= Texto para leitura =
^^^^^^^^^^^^^^^^

Os habitantes indígenas das cidades do Altiplano (da Cordilheira) são conhecidos como “collas”, e os da planície, da região conhecida como “Media Luna” (constituída por Santa Cruz de la Sierra, Pando, Tarija e Beni), são conhecidos como “cambas”. Há uma rivalidade crescente e explosiva entre “collas” e “cambas”. Eles se odeiam, ainda que muitos indígenas vivam na região da “Media Luna” segregados, sem direitos, oprimidos e odiados. Os “cambas” dividem-se entre uma minoria branca e rica, majoritariamente descendente dos conquistadores espanhóis que não se miscigenaram com os quéchuas, aymarás e outros, e os índios (“collas”) submissos que formam um enorme exército de serviçais dos ricos da região de Santa Cruz. Os “cambas” índios e mestiços, em grande parte, votam e emulam os discursos de seus patrões, mas, muitas vezes, da boca para fora, como mostram os resultados eleitorais das eleições mais recentes, nas quais os “cambas” índios e pobres dividiram-se, pendendo levemente para as posições políticas da elite.
Logo nos primeiros dias aqui em Santa Cruz passei a acompanhar com grande atenção a mídia local. Os grandes canais de TV e o principal jornal da direita branca e rica, tais como as TVs Unitel, do grupo agropecuário Monastérios, Red Uno, do grupo de supermercados Kuljis, Sitel, da cervejaria dos Fernandez, Pat, do grupo dos Daher (distribuidores Sony na Bolívia) e o jornal El Dia. Foi aí que me dei conta de que a América Latina está submetida toda ao mesmo processo, no qual as elites midiáticas dos países da região - todos transbordando de pobreza e desigualdade - tentam, valendo-se do controle que exercem sobre os meios de comunicação, impedir que as grandes massas mestiças, negras e índias, mantidas na ignorância, na pobreza extrema e vivendo em condições indignas, votem em causa própria, elegendo governos comprometidos com a promoção de distribuição de renda e de oportunidades.

^^^^^^^^^^^^^^^^

(Uma sequência de registros)
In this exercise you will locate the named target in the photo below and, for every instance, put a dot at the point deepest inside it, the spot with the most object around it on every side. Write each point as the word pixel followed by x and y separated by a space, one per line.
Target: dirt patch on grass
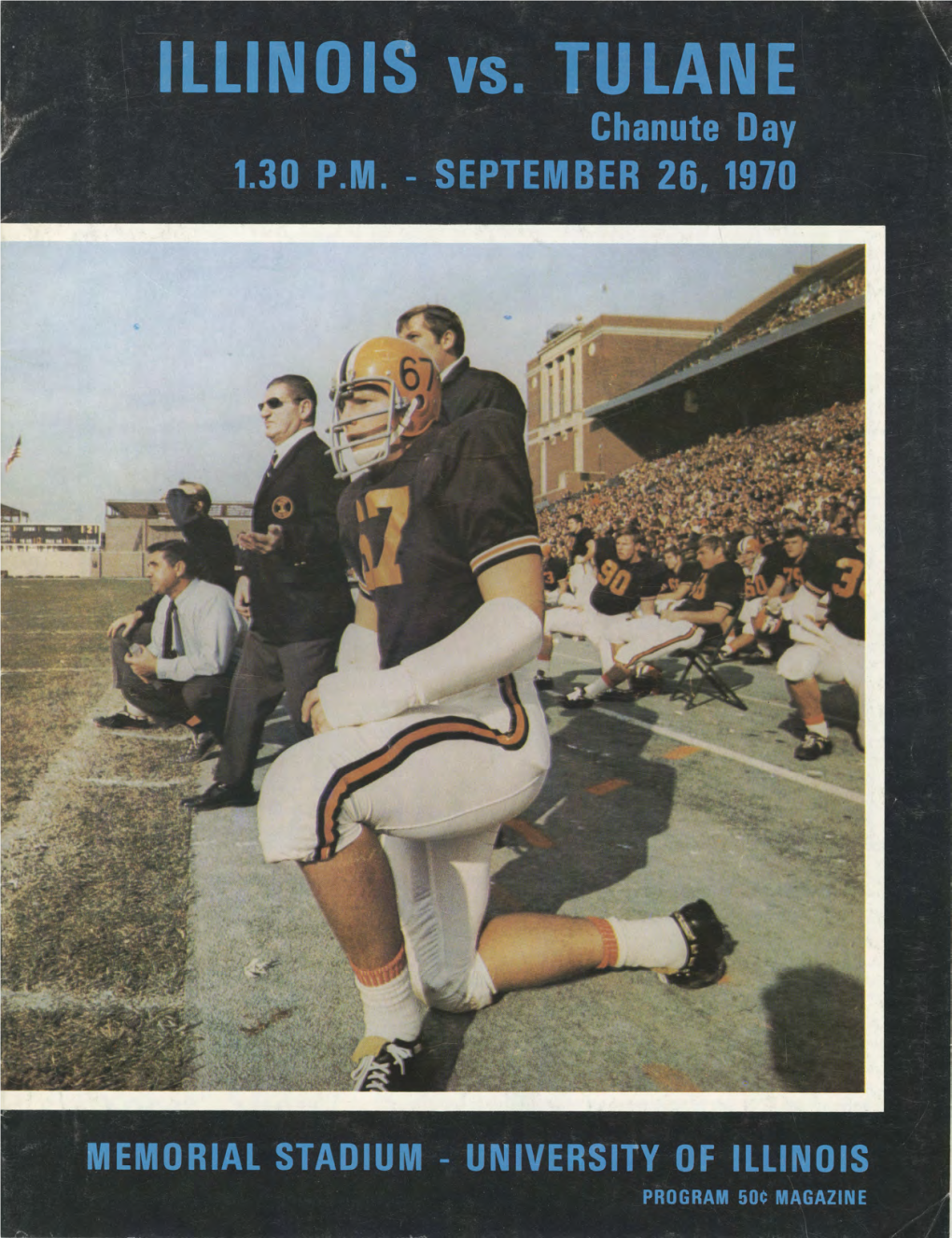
pixel 56 667
pixel 95 858
pixel 105 905
pixel 95 1050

^^^^^^^^^^^^^^^^

= Tarefas escritas =
a) Como ficam os registros reescritos como uma tabela Markdown de colunas Nº e Linha, com uma linha de registro por fileira, sem as linhas em branco e sem as imagens?
b) Você pode dar continuidade ao texto sobre collas, cambas e a mídia de Santa Cruz, partindo do ponto em que ele termina?
O texto e os registros não têm nenhuma relação entre si.

= Respostas às tarefas =
a)
| Nº | Linha |
|---|---|
| 1 | In this exercise you will locate the named target in the photo below and, for every instance, put a dot at the point deepest inside it, the spot with the most object around it on every side. Write each point as the word pixel followed by x and y separated by a space, one per line. |
| 2 | Target: dirt patch on grass |
| 3 | pixel 56 667 |
| 4 | pixel 95 858 |
| 5 | pixel 105 905 |
| 6 | pixel 95 1050 |

b)
Uma digressão : o que vemos fazer a mídia brasileira não chega a ser um décimo do que fazem as mídias de países nos quais foram eleitos governos dispostos a enfrentar as elites e suas mídias com maior decisão. São países como Bolívia, Venezuela, Equador etc, os quais venho visitando há mais de uma década. Porém, assim mesmo, posso garantir que o Brasil está trilhando o mesmo caminho que eles. Só que, devido a ser um país muito mais complexo e devido ao fato de que Lula parece ter optado por uma transformação mais lenta e contemporizadora, a mídia brasileira, por incrível que possa parecer, porta-se com maior comedimento do que suas congêneres de outros países latino-americanos.
De volta à Bolívia. Quem chega a Santa Cruz e começa a assistir as grandes TVs locais, chega a ficar com medo. Nos programas em que os brancos ricos vertem sua baba reacionária contra Evo Morales, só se fala em “guerra civil”, “desobediência civil” e “autonomia”. O discurso que predomina na mídia dos “cambas” brancos e ricos dá a impressão de que o que ocorreu na Venezuela, por exemplo, ocorrerá na Bolívia em pouco tempo. O ódio da elite “cruceña”, no entanto, não nasceu com a chegada do índio Evo Morales ao poder.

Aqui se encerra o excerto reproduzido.